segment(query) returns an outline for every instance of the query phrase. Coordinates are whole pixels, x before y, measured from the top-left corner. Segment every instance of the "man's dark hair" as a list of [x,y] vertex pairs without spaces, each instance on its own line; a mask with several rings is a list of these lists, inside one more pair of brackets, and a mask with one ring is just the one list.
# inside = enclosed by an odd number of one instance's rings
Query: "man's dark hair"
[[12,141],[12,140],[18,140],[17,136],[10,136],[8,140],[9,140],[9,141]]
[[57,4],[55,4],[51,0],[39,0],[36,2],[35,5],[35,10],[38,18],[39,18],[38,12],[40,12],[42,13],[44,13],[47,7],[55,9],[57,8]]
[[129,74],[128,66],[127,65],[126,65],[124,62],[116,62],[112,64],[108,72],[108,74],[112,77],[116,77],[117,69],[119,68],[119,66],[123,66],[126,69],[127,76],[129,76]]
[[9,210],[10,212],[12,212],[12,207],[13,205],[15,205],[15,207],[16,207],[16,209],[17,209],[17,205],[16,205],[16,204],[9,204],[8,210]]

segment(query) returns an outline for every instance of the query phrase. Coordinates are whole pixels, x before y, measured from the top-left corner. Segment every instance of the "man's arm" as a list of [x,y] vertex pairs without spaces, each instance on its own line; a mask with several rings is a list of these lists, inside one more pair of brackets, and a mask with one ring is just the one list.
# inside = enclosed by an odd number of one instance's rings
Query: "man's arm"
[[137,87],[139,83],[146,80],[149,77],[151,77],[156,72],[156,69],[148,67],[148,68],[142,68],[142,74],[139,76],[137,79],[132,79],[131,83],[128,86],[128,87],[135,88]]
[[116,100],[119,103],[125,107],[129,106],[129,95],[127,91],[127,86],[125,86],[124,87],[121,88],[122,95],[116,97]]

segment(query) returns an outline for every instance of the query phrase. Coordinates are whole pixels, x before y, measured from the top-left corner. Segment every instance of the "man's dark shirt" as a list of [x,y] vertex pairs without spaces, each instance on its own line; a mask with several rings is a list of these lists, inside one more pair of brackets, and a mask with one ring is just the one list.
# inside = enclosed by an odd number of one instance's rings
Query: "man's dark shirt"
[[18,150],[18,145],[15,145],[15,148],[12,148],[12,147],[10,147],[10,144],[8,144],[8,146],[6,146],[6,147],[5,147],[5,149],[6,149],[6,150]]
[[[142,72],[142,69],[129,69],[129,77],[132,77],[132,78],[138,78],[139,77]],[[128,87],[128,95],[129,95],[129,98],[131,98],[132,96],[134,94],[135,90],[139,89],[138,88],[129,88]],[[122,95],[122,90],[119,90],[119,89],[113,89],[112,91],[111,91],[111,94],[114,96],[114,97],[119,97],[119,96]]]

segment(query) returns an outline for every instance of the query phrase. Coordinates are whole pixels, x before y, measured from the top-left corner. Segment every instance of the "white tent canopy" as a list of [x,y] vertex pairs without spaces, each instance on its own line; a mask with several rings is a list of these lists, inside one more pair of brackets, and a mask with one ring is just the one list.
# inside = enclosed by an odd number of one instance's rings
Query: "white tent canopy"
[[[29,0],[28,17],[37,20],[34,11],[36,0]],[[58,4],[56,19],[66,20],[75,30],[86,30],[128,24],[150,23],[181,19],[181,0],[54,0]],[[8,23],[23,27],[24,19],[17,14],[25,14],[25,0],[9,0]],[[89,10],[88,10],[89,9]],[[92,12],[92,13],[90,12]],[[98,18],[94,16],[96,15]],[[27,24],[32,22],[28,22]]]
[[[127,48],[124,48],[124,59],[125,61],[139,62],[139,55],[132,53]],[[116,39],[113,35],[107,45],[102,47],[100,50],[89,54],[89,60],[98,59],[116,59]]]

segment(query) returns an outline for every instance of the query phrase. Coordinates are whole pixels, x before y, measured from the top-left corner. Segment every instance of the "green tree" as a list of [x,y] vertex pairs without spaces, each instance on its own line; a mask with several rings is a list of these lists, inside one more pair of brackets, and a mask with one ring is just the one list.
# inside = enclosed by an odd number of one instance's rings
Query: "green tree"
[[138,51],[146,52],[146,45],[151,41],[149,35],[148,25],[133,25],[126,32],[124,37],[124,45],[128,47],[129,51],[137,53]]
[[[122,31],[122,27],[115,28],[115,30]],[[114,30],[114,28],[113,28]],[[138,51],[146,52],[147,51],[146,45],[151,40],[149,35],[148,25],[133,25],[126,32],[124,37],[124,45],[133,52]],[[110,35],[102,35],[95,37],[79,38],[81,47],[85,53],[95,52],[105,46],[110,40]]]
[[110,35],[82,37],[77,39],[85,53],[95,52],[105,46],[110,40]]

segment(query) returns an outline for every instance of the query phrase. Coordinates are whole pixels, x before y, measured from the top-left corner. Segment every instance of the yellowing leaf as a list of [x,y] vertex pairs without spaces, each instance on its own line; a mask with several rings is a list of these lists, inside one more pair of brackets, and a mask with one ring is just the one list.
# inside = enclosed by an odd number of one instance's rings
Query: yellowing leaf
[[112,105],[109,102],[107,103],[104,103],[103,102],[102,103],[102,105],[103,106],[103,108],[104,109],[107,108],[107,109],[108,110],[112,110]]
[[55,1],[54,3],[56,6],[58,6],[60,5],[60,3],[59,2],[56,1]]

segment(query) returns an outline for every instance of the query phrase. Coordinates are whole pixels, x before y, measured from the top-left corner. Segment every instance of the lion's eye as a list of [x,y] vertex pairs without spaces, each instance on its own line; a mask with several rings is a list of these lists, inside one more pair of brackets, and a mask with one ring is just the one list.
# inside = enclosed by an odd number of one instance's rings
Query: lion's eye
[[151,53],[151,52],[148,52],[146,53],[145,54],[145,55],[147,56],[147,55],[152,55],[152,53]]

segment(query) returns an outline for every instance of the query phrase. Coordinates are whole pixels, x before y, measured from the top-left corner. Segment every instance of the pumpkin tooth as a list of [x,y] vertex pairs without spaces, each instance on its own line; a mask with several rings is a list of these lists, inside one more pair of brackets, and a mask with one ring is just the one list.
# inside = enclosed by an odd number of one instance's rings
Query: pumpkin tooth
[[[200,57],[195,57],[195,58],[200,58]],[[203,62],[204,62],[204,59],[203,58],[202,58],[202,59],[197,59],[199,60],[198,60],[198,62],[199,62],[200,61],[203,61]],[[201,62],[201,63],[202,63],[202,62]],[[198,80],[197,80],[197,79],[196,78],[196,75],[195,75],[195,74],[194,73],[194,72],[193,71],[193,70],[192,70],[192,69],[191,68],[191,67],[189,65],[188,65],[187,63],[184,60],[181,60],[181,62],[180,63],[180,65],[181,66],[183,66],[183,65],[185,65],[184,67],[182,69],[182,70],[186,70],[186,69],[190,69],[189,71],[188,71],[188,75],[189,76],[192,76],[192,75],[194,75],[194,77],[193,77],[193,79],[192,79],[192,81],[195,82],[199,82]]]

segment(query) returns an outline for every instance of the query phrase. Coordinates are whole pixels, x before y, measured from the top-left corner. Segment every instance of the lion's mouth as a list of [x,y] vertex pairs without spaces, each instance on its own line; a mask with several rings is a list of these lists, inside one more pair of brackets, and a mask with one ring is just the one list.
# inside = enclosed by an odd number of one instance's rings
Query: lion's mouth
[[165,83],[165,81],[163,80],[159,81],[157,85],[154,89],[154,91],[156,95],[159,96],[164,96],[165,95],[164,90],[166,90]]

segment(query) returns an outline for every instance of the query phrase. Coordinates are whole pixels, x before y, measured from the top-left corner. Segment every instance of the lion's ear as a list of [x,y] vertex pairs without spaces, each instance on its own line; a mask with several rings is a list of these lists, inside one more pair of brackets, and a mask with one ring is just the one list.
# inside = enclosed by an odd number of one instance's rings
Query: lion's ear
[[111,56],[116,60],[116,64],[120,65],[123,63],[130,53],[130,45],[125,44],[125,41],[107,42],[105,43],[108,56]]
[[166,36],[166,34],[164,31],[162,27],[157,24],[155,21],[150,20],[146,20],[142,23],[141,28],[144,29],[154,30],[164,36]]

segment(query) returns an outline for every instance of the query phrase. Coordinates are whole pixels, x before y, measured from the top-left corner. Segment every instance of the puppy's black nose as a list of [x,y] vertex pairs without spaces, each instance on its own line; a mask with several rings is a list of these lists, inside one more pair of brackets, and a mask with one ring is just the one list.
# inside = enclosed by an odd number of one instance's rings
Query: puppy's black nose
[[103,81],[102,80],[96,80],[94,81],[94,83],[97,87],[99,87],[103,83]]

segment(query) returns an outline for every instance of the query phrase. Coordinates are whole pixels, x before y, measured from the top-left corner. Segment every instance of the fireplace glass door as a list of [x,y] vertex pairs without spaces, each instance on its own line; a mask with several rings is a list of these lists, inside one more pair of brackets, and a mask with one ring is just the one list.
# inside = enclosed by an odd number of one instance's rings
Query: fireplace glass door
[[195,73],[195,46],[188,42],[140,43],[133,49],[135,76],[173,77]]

*The request:*
Output the lines of the listing as a numbered list, beginning with the line that contains "of the fireplace" and going on through the end of the listing. Leave out any blank lines.

*Problem solution:*
1. segment(query) returns an outline for every instance of the query phrase. Coordinates are whole pixels, x before y, measured from the top-left corner. Segment every instance of the fireplace glass door as a list of [x,y] vertex pairs without spaces, each instance on its own line; a mask with several rings is a list of these lists, inside one more pair of brackets, and a mask with one ring is just the one list.
2. # inside = enclosed by an odd number of one instance's rings
3. Query: fireplace glass door
4. [[195,73],[195,46],[188,42],[140,43],[133,49],[135,76],[173,77]]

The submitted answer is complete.